### Text shown
==========

Other Regional Mechanisms

The Wassenaar Arrangement on Export Controls for Conventional Arms and Dual-Use Goods and Technologies had thirty-three members as of this writing in 1999. The non-binding arrangement was established to contribute to regional and international security and stability "by promoting transparency and greater responsibility among participating members in transfers of conventional arms and dual-use goods and technologies." In 1999 its main weakness continued to be its non-binding nature. Although participating states pledged, in a public statement on December 3, 1998, to exercise "maximum restraint when considering licenses for the export of arms-in particular to regions in conflict," some continued to allow deliveries of weapons to countries and regions at war, for example, Bulgaria to Eritrea, Romania to West Africa, and Russia to Angola.

The 1999 Inter-American Convention on Transparency in Conventional Weapons Acquisition was opened for signature on June 7. Nineteen countries in the Americas signed, and the convention was set to enter into force thirty days after the sixth instrument of ratification was deposited. By October 1999, no state had ratified the convention. The convention imposed two legal requirements on states parties. One, each state party was required to provide an annual report to the general secretariat of the Organization of American States (OAS) of imports and exports of conventional weapons covered by the U.N. register. (A proposal to include small arms and light weapons was not incorporated in the treaty.) Two, each state party was required to notify the OAS general secretariat of its acquisition of major arms covered by the U.N. register, whether through importation or national production, within ninety days of incorporating these weapons into the inventory of their armed forces. States parties not acquiring any weapons covered in the treaty were required to file a "nil report." The treaty did not enjoin states parties to make these declarations public.

The treaty complemented the 1997 Inter-American Convention Against the Illicit Manufacture of and Trafficking in Firearms, Ammunition, Explosives, and Other Related Materials (known as the OAS Convention on Arms Trafficking). This convention, which entered into force on September 1, 1998, counted thirty-two signatures and nine ratifications in October 1999. Although the treaty was yet to be ratified by the majority of OAS member states and only a few states had modified their laws to comply with the convention, it already led to greater cooperation among law enforcement agencies in the Americas. The convention also served as a model for negotiations on an international convention on arms trafficking.

==========

### Directions
a – According to the text on regional arms mechanisms, how many countries signed the 1999 Inter-American Convention on Transparency in Conventional Weapons Acquisition?
b – Carry on the text on regional arms mechanisms from its final sentence.

### Dataset entries
==========

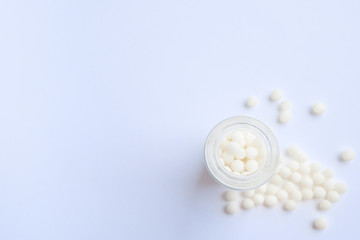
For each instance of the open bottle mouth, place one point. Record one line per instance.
(242, 181)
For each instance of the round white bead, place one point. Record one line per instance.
(328, 173)
(324, 205)
(318, 108)
(320, 223)
(247, 203)
(347, 155)
(251, 165)
(296, 196)
(290, 205)
(248, 194)
(306, 182)
(251, 101)
(285, 105)
(284, 172)
(319, 192)
(231, 195)
(275, 95)
(282, 195)
(332, 196)
(318, 178)
(340, 187)
(276, 180)
(270, 201)
(258, 199)
(237, 166)
(307, 193)
(284, 117)
(232, 207)
(292, 151)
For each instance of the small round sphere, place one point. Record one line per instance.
(251, 165)
(232, 207)
(340, 187)
(231, 195)
(285, 105)
(307, 193)
(290, 205)
(324, 205)
(284, 172)
(295, 177)
(275, 95)
(293, 165)
(270, 201)
(347, 155)
(318, 178)
(251, 152)
(247, 203)
(296, 196)
(271, 189)
(251, 102)
(318, 109)
(258, 199)
(319, 192)
(284, 117)
(332, 196)
(328, 173)
(306, 182)
(237, 166)
(282, 195)
(276, 180)
(320, 223)
(248, 193)
(292, 151)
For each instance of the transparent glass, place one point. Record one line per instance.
(216, 166)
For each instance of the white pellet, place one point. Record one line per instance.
(340, 187)
(271, 189)
(284, 117)
(231, 195)
(324, 205)
(292, 151)
(318, 109)
(247, 203)
(320, 223)
(237, 166)
(251, 102)
(296, 196)
(307, 193)
(282, 195)
(295, 177)
(318, 178)
(251, 165)
(332, 196)
(290, 205)
(270, 201)
(276, 180)
(275, 95)
(319, 192)
(347, 155)
(293, 165)
(232, 207)
(306, 182)
(251, 153)
(258, 199)
(284, 172)
(328, 173)
(248, 194)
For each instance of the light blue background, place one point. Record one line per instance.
(106, 105)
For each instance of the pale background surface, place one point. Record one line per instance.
(106, 105)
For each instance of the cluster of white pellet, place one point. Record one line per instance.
(295, 181)
(241, 152)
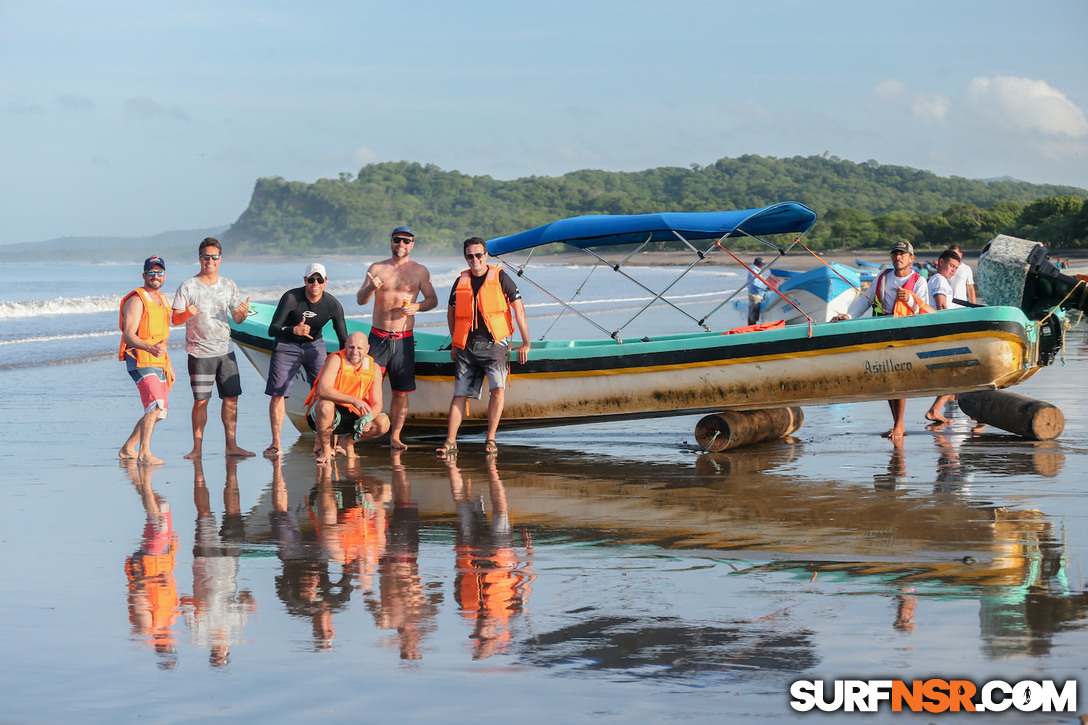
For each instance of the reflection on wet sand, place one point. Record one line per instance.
(405, 603)
(152, 590)
(492, 584)
(215, 611)
(918, 532)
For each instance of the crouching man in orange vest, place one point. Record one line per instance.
(481, 306)
(346, 400)
(145, 327)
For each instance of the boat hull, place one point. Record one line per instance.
(585, 381)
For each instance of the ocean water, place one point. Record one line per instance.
(590, 574)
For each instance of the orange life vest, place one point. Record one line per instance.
(153, 328)
(911, 285)
(348, 381)
(493, 306)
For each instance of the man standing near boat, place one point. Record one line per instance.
(756, 291)
(900, 283)
(145, 328)
(482, 303)
(206, 304)
(395, 284)
(940, 293)
(296, 328)
(346, 400)
(962, 282)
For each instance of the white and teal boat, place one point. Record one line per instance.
(617, 375)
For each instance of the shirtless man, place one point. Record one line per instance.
(395, 284)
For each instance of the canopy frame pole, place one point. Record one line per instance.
(657, 295)
(521, 273)
(568, 303)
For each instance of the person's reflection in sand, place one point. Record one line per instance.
(905, 604)
(152, 591)
(492, 585)
(951, 476)
(215, 612)
(897, 468)
(305, 586)
(403, 603)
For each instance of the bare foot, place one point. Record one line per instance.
(936, 417)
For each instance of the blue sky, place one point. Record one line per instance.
(136, 118)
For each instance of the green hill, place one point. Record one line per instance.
(861, 205)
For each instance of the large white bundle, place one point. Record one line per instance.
(1003, 270)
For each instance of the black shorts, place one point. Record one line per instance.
(343, 421)
(396, 357)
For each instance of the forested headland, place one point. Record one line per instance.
(860, 205)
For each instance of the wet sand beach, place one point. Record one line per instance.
(602, 573)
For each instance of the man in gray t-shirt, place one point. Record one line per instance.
(206, 304)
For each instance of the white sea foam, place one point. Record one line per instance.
(89, 305)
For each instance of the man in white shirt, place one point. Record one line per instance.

==========

### Set of answers
a – Nineteen countries in the Americas signed it.

b –
On November 1, 1998, at the initiative of the government of Mali, the Economic Community of West African States (ECOWAS) announced a three-year moratorium on the import, export, and manufacture of light weapons in the region. Member states included Benin, Burkina Faso, Cape Verde, CLte d'Ivoire, the Gambia, Ghana, Guinea, Guinea-Bissau, Liberia, Mali, Mauritania, Niger, Senegal, Sierra Leone, and Togo. Although, it was recognized that without a strong monitoring and policing system the moratorium would be impossible to uphold, the move had great symbolic importance, as it marked the first moratorium of its kind, was initiated by the government of a small and poor country in Africa that had just emerged from an internal war in a region beset by similar armed conflicts, and included an effort to destroy weapons left over after the war.

Arms Embargoes

As of October 1999 the U.N. maintained mandatory arms embargoes against five states (Iraq, Liberia, Libya, Somalia, and the Federal Republic of Yugoslavia) and three nongovernmental entities (rebel forces in Angola, Rwanda, and Sierra Leone). The international community's ever-increasing recourse to sanctions in the 1990s again became the focus of sharp criticism in 1999 for their lack of effectiveness. Not only were embargoes unaccompanied by implementation and monitoring mechanisms, but critics also pointed out that embargoes threatened to push underground a trade normally conducted in the open, and thereby give free rein to private actors accountable to no one. Against this background, a debate on the reform of sanctions regimes gathered pace, putting pressure on the U.N. to carry out a comprehensive review of sanctions, including arms embargoes.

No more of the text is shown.